* Task to complete *
Please transcribe every entry below exactly as written.

START Input records

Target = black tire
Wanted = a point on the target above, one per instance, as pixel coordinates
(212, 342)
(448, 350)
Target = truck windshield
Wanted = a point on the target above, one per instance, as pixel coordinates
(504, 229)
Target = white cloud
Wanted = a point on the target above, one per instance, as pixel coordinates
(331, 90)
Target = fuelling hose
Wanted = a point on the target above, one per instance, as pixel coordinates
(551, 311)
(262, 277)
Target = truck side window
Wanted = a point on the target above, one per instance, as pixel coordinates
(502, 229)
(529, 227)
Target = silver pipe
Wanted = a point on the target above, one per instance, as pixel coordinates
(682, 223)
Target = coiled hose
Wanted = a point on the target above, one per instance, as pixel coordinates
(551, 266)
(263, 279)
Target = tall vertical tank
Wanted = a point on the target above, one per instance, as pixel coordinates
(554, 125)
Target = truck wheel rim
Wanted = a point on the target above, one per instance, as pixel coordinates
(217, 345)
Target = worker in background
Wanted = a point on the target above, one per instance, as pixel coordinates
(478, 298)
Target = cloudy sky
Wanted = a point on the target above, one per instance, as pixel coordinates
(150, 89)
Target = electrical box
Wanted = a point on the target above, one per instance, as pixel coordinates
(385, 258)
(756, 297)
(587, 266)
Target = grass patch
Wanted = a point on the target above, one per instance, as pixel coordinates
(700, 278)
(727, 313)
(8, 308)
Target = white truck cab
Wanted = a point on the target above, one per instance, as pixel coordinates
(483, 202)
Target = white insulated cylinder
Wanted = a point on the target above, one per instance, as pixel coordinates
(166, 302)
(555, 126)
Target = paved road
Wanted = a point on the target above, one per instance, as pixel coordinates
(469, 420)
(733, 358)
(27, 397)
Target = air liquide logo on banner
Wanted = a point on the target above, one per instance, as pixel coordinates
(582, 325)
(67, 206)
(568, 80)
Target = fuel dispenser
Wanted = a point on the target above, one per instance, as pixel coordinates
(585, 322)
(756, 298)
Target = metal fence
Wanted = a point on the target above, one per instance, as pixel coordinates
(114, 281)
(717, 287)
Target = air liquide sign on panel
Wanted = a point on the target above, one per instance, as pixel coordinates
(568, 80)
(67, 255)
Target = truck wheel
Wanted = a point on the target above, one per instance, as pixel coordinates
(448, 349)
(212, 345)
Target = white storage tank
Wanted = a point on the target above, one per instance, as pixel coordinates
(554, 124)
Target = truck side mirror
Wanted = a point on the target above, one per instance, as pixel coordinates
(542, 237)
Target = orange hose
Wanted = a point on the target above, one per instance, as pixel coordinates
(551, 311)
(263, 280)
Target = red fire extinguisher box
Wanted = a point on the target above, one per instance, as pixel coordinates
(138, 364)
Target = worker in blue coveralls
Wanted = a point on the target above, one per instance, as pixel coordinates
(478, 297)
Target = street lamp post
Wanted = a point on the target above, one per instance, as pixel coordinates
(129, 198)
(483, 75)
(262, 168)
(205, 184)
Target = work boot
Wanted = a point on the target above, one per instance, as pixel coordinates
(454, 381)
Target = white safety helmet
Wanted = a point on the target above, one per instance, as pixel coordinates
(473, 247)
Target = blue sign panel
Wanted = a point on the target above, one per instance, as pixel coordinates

END Input records

* Answer to the exercise *
Target = black tire
Wanted = a point on the target above, one per instance, as pixel coordinates
(212, 342)
(448, 350)
Target = truck windshield
Wanted = a point on the target above, one per instance, as pixel coordinates
(504, 229)
Target = white cloud
Wanted = a point on the target above, one per instance, as pixel coordinates
(331, 90)
Target = fuelling hose
Wanted = a point on the target above, one per instance, as pixel coordinates
(551, 311)
(262, 277)
Target = truck side window
Wanted = a point on the target above, one per instance, as pixel coordinates
(502, 229)
(529, 227)
Target = silver pipe
Wanted = a point on the target above, one per instance, as pixel coordinates
(682, 223)
Target = coiled hose
Wanted = a point on the target above, one per instance, as pixel coordinates
(551, 266)
(263, 279)
Target = tall vertical tank
Wanted = a point on the target above, one per instance, as pixel coordinates
(554, 125)
Target = truck wheel rim
Wanted = a point on the target above, one per instance, as pixel coordinates
(217, 345)
Target = worker in background
Wanted = a point on the target above, one per instance, as pixel coordinates
(478, 298)
Target = cloudy sky
Wanted = a point on the target above, one per instance, as pixel coordinates
(150, 89)
Target = electrical box
Wanted = a point on the target above, one per instance, as pixel coordinates
(385, 258)
(756, 297)
(587, 266)
Target = grass patch
Wanted = a point on the target above, one per instance, as pixel coordinates
(700, 278)
(727, 313)
(8, 308)
Target = white truck cab
Wanted = a point on the target above, one per instance, as pixel coordinates
(483, 202)
Target = white insulated cylinder
Wanted = a point on the target above, one per instance, as pixel coordinates
(166, 302)
(555, 126)
Target = paved road
Wanted = a point on the target above, one per instance, as pixel coordinates
(469, 420)
(733, 358)
(27, 397)
Target = air liquide logo on banner
Wanted = a point on the target above, one per instance, as pixel coordinates
(582, 325)
(67, 206)
(568, 80)
Target = fuel dispenser
Wanted = a point on the target above, one per instance, as pixel coordinates
(585, 322)
(756, 298)
Target = metal fence
Wanted = a point on the target above, one per instance, as pixel coordinates
(114, 281)
(717, 287)
Target = air liquide sign on panel
Wanted = a point on the target above, one per instance, as pixel coordinates
(568, 80)
(67, 255)
Target = truck wheel
Wanted = a point on the target above, one per instance, as pixel coordinates
(448, 349)
(212, 345)
Target = white storage tank
Wanted = a point on the target above, one per instance, as pixel coordinates
(554, 124)
Target = truck side mirror
Wanted = a point on the target above, one per instance, as pixel coordinates
(542, 237)
Target = orange hose
Wanted = a point on the target above, one per instance, as pixel coordinates
(551, 311)
(263, 280)
Target = red fire extinguisher box
Wanted = a point on the target above, one per instance, as pixel coordinates
(138, 364)
Target = worker in blue coveralls
Wanted = a point on the target above, one per instance, as pixel coordinates
(478, 297)
Target = street lamp post
Wanted = a point on the target above, one per instance, as pixel coordinates
(129, 198)
(483, 75)
(262, 168)
(205, 184)
Target = work boot
Wanted = a point on the target above, one per instance, as pixel coordinates
(454, 381)
Target = white safety helmet
Wanted = a point on the target above, one per instance, as pixel coordinates
(473, 247)
Target = blue sign panel
Wanted = a point on the target above, one per instance, as pixel coordinates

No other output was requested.